Exercise: Restate the entries word for word and skip every image.

Records for the exercise:

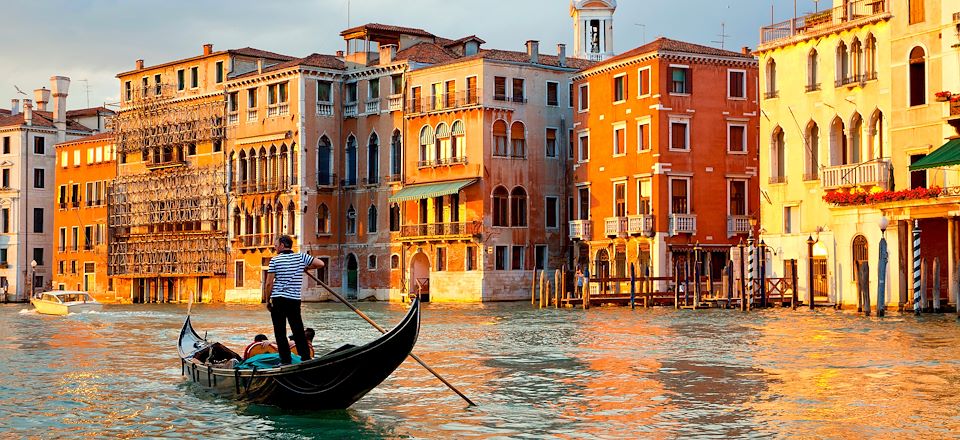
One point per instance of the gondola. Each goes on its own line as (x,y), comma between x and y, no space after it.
(332,381)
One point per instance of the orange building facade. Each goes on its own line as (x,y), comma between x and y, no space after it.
(665,159)
(85,168)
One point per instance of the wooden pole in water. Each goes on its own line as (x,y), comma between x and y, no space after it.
(936,285)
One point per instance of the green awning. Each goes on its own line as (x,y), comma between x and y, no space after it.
(427,190)
(946,155)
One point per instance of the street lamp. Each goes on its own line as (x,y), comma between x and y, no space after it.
(882,266)
(33,271)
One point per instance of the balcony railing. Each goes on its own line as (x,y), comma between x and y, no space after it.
(581,229)
(874,173)
(264,186)
(853,12)
(441,231)
(640,225)
(683,224)
(738,224)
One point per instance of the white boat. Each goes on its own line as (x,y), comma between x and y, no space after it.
(62,302)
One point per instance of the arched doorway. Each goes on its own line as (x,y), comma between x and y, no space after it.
(351,281)
(420,275)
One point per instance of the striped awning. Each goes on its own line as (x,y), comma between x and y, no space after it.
(428,190)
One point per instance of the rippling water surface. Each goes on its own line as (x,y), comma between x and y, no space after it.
(603,373)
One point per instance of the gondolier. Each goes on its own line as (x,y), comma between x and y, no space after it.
(281,292)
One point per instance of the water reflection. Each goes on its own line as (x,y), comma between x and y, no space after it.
(608,372)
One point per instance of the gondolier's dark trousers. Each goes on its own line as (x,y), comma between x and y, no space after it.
(288,310)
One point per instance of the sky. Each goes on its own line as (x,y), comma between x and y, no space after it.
(91,41)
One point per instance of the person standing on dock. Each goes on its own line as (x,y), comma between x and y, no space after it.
(281,291)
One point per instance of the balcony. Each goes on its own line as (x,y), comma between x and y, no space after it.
(873,173)
(440,231)
(581,229)
(854,13)
(615,226)
(738,224)
(640,225)
(683,224)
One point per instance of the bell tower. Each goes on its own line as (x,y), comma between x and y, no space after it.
(593,28)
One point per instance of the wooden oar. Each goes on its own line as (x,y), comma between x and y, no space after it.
(375,325)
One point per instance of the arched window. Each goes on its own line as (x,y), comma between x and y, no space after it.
(323,219)
(351,162)
(426,140)
(860,254)
(396,155)
(771,78)
(500,206)
(838,143)
(812,165)
(372,219)
(843,64)
(813,77)
(518,142)
(373,159)
(394,217)
(499,138)
(918,76)
(457,143)
(518,207)
(324,162)
(351,220)
(777,157)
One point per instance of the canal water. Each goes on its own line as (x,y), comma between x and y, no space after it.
(603,373)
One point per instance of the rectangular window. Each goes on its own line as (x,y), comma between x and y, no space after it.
(643,136)
(643,82)
(619,140)
(38,220)
(194,77)
(441,259)
(553,93)
(540,257)
(181,80)
(679,135)
(737,138)
(620,88)
(518,92)
(500,258)
(471,262)
(516,262)
(499,88)
(584,98)
(678,196)
(552,212)
(584,147)
(680,80)
(737,84)
(324,92)
(551,144)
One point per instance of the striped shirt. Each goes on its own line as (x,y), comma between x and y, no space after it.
(287,269)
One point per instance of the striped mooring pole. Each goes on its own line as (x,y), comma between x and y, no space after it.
(916,267)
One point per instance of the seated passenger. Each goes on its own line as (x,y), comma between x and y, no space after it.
(309,333)
(259,345)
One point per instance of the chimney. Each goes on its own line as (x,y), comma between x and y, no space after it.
(533,51)
(387,53)
(41,96)
(27,112)
(60,85)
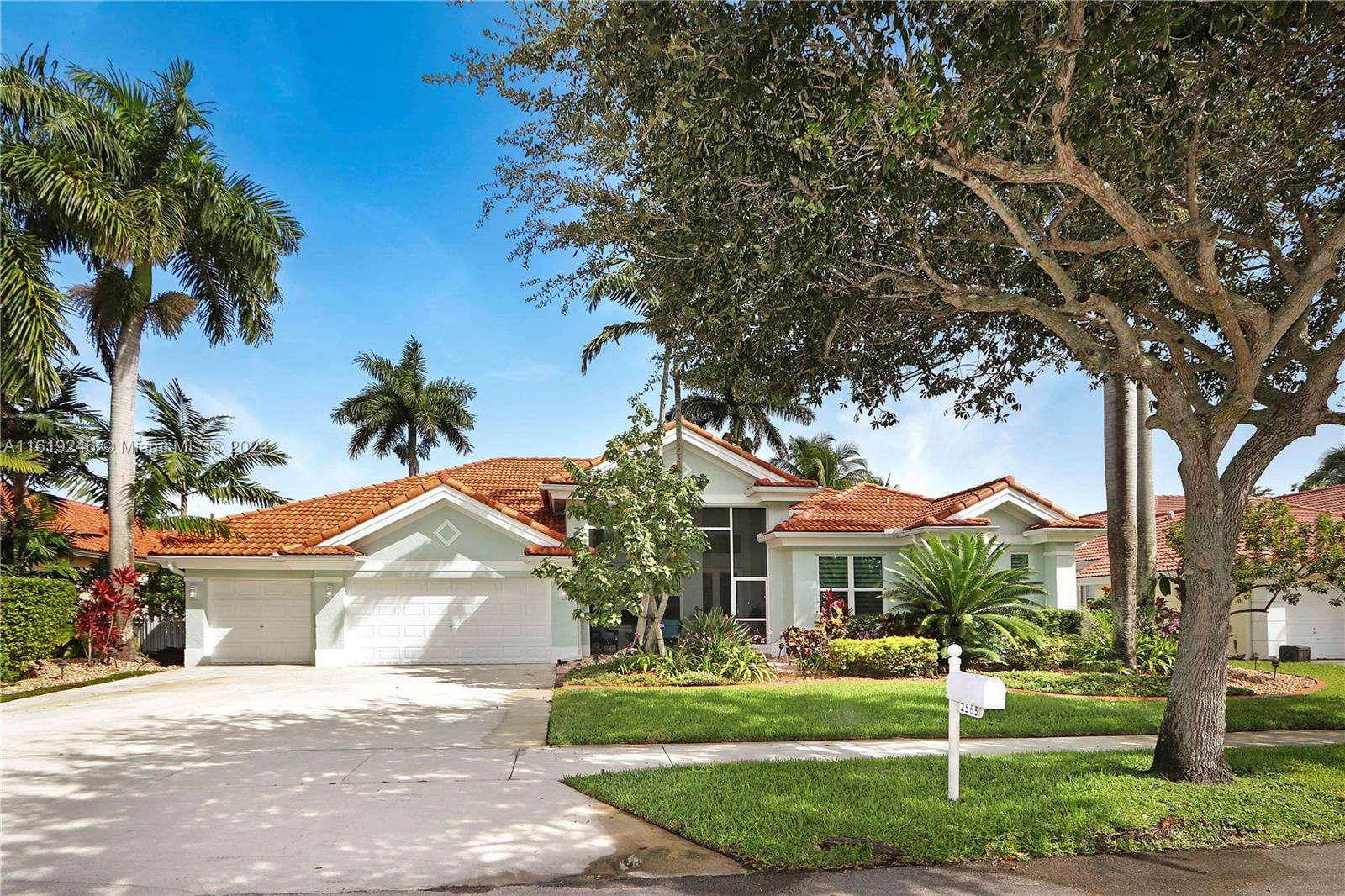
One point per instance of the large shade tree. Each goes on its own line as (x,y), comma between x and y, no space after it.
(123,174)
(404,414)
(955,197)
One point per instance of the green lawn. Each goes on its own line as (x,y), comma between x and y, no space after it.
(71,685)
(827,814)
(867,709)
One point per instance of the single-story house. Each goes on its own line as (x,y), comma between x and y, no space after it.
(437,568)
(1313,622)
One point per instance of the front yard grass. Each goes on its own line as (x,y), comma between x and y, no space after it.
(871,709)
(860,811)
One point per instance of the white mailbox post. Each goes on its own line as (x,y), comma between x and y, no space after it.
(968,694)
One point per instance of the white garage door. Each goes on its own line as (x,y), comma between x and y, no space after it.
(259,622)
(1318,625)
(448,620)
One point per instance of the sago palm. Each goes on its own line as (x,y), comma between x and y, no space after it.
(123,174)
(403,414)
(955,593)
(833,465)
(190,454)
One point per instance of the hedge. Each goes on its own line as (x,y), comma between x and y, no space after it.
(35,618)
(883,656)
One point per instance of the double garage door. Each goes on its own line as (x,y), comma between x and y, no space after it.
(388,622)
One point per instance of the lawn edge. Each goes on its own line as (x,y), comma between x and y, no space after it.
(76,685)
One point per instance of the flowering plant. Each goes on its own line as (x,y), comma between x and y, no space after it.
(105,609)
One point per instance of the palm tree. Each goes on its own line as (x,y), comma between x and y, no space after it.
(833,465)
(187,454)
(403,414)
(955,593)
(123,174)
(1121,448)
(1331,472)
(721,400)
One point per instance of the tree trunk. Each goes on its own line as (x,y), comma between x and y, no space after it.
(1147,513)
(1190,741)
(121,451)
(1122,535)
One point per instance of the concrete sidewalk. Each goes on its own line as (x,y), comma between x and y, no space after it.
(562,762)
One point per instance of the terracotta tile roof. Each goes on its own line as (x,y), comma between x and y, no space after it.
(300,526)
(872,508)
(87,526)
(1094,561)
(864,508)
(1331,499)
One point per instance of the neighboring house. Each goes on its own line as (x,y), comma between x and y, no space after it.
(1313,622)
(437,568)
(87,528)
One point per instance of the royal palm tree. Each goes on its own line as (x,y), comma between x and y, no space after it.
(123,174)
(721,400)
(187,455)
(1331,472)
(833,465)
(403,414)
(955,593)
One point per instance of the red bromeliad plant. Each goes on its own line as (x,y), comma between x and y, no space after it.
(104,609)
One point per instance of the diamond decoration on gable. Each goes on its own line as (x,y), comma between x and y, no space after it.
(447,533)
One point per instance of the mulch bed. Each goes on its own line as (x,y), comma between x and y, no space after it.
(46,673)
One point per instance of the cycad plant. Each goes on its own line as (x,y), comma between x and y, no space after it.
(957,595)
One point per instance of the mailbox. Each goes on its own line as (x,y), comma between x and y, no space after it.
(975,690)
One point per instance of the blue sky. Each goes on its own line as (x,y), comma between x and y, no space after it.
(324,104)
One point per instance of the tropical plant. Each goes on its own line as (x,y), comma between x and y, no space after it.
(109,604)
(403,414)
(1331,472)
(123,174)
(831,463)
(958,595)
(746,414)
(190,454)
(948,198)
(651,539)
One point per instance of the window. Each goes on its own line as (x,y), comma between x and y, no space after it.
(733,572)
(857,579)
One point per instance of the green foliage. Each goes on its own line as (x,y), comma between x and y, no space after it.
(831,463)
(1122,683)
(35,618)
(403,414)
(651,540)
(1331,472)
(955,593)
(883,656)
(862,811)
(1282,553)
(1060,622)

Solution to the problem:
One point per instance of the gondola. Each goes on its own line as (x,y), comma between x and y, no space after it.
(332,381)
One point per instance of the orange building facade. Each goes on its own line as (x,y), comma between x and y, no space after it.
(665,159)
(85,168)
One point per instance of the wooden pole in water. Each goes on its own line as (x,y), comma between x and y, no space after it.
(936,285)
One point per instance of the green awning. Each goes on its own line as (x,y), comma between x and y, no space after it.
(427,190)
(946,155)
One point per instance of the street lamp. Each goes on its own line as (x,y), comma between x and y, no space after it.
(882,266)
(33,271)
One point per instance of the balcony railing. Each goes on its own line as (x,y), comma between x and y, no space after it.
(581,229)
(874,173)
(264,186)
(853,12)
(441,231)
(640,225)
(683,224)
(738,224)
One point per instance of the white boat. Each goes on its own line as (x,y), comma between x and y, no space after it.
(62,302)
One point per instance of the arched doorway. Each goes on its own line as (x,y), comma between x and y, no space after it.
(351,281)
(420,275)
One point per instance of the striped awning. Each goes on its own line as (x,y), comma between x and y, no space after it.
(428,190)
One point per instance of the rippling water surface. Each goes on its own line as (x,y), comma between x and y, no space after it.
(603,373)
One point per instance of the gondolier. Each goes on its own line as (x,y), comma between x and y, no space after it.
(281,292)
One point per instance of the water reflection. Each goes on its own line as (x,y), comma between x and y, no space after it.
(608,372)
One point per instance of the gondolier's dark trousers. Each goes on its own line as (x,y), comma between x and y, no space after it.
(288,310)
One point per instance of the sky. Each goes on its own line as (x,y), comma between x and y, no space after it.
(91,41)
One point per instance of the person standing on dock. Each goes on its own line as (x,y), comma between x and y, no space after it.
(281,291)
One point per instance of the balcony. Each goes on its own line as (x,y), comma between x and y, no space after it.
(873,173)
(440,231)
(581,229)
(854,13)
(615,226)
(738,224)
(640,225)
(683,224)
One point per instance of the bell tower. Each goes on its own line as (x,y), comma between x and y, no space after it.
(593,28)
One point per instance of the wooden oar. Each goes on its own line as (x,y), comma between x and y, no space after it.
(375,325)
One point per instance of the arched window. Each goes on its own line as (x,y), comma between x and y, no space after it.
(323,219)
(351,162)
(426,140)
(860,254)
(396,155)
(771,78)
(500,206)
(838,143)
(812,165)
(372,219)
(843,64)
(813,77)
(518,142)
(373,159)
(394,217)
(499,138)
(918,76)
(457,143)
(518,207)
(324,162)
(351,220)
(777,157)
One point per instance of the canal water. Each goes on its own line as (x,y), comma between x and y, no space after it.
(603,373)
One point per instance of the rectangular window. Each goes on its own line as (x,y), comma between x and y, no space after it.
(643,136)
(643,82)
(619,140)
(38,220)
(194,77)
(441,259)
(553,93)
(540,257)
(181,80)
(679,135)
(737,138)
(620,88)
(518,92)
(500,258)
(471,262)
(516,262)
(499,88)
(584,98)
(678,196)
(552,212)
(584,147)
(680,80)
(737,84)
(324,92)
(551,144)
One point per instance of the striped shirt. Each goes on its own line as (x,y), comma between x and y, no space after it.
(287,269)
One point per instance of the striped mooring pole. Each goes on its own line as (x,y), comma between x and y, no space after it.
(916,267)
One point per instance of the seated passenger. Each goes on its own line as (x,y), comma between x and y, no space after it.
(309,333)
(259,345)
One point per instance of the chimney. Each goes on its own line as (x,y), comma between x and y, no space after it.
(533,51)
(387,53)
(41,96)
(27,112)
(60,85)
One point per instance of the large shade tree. Each goes on its own line as (x,y), comma between x and y, no space after it.
(123,174)
(404,414)
(955,197)
One point per instance of the green lawn. Each goes on its own line as (x,y), comma between x and y, no space after it.
(71,685)
(827,814)
(867,709)
One point per instance of the single-story house. Each goes on its own line as (x,y), comma between x and y, no space after it.
(437,568)
(1313,622)
One point per instance of the front yard grass. Each goes on its own line as (x,y), comma between x and y, no space after it.
(871,709)
(860,811)
One point per instance of the white mailbox post. Each goes on its own line as (x,y), comma between x and y, no space after it.
(968,694)
One point per instance of the white garage door. Each goes on its own line as (x,y), comma between x and y, no space after it.
(259,622)
(1318,625)
(448,620)
One point per instance of the sago palm. Each goes on its own line as (x,y), comma between x and y, no space after it.
(123,174)
(403,414)
(955,593)
(833,465)
(190,454)
One point per instance of the hedge. Each goes on its own line as (x,y), comma between x and y, no space after it.
(35,618)
(883,656)
One point per instance of the double garage door. Each goes on its own line as (x,y), comma between x and y, no space after it.
(388,622)
One point per instance of the lawn edge. Each goes on its own line as (x,y), comma between x and y, no space after it.
(76,685)
One point per instance of the flowering plant. Each goes on its own line as (x,y), comma between x and y, no space after it.
(105,609)
One point per instance of the palm tree. Each goes on its own line as (x,y), comma between x and y, no space after it.
(833,465)
(187,454)
(403,414)
(955,593)
(123,174)
(1121,448)
(1331,472)
(721,400)
One point per instance of the tree trunk. Each goes on its own line as (x,y), comma between x and y, no space after it.
(1147,513)
(1190,741)
(121,451)
(1122,535)
One point per instance of the concrete sidewalk. Each goes on its own line as (x,y), comma between x and y, no space after it.
(562,762)
One point per instance of the terracotta tile roof. Each goes on its own line as (x,y), comma between x and y, no space after it.
(300,526)
(872,508)
(87,526)
(1094,561)
(864,508)
(1331,499)
One point per instance of the neighboring house. Each goes on its own line as (x,y), comma between x and y, no space after it.
(1313,622)
(437,568)
(87,528)
One point per instance of the royal palm tree. Each goes on its own line as (x,y), comma between x and y, no space after it.
(123,174)
(721,400)
(187,455)
(1331,472)
(833,465)
(403,414)
(955,593)
One point per instance of the red bromeliad plant. Each goes on its own line as (x,y), comma between x and y, no space after it.
(104,609)
One point per instance of the diamond decoration on gable. Each goes on its own line as (x,y), comma between x and y, no space after it.
(447,533)
One point per instance of the mulch bed. Each goes on its own line as (x,y), comma between x and y, no space after it.
(46,673)
One point per instance of the cycad plant. Each goes on its own line as (x,y), comma between x and y, no space after it.
(957,595)
One point per instance of the mailbox. Each goes on its own line as (x,y), comma between x and y, no space after it.
(975,690)
One point per instance of the blue sky. Each goes on its own line as (x,y), comma between x and y, no space after it.
(324,104)
One point per instance of the tropical plant. Each goes on its own line as (x,y), comma between x and y, no space after it.
(109,604)
(403,414)
(1331,472)
(123,174)
(831,463)
(958,595)
(746,414)
(190,454)
(948,198)
(651,539)
One point per instance of the window. Each goes on its own line as (x,y), comma between x and y, no space after it.
(733,572)
(857,579)
One point per instance of the green foliage. Each goes on its own line as (x,y), comma between x and y, no space after it.
(831,463)
(1122,683)
(35,618)
(403,414)
(651,540)
(1331,472)
(955,593)
(883,656)
(862,811)
(1282,553)
(1060,622)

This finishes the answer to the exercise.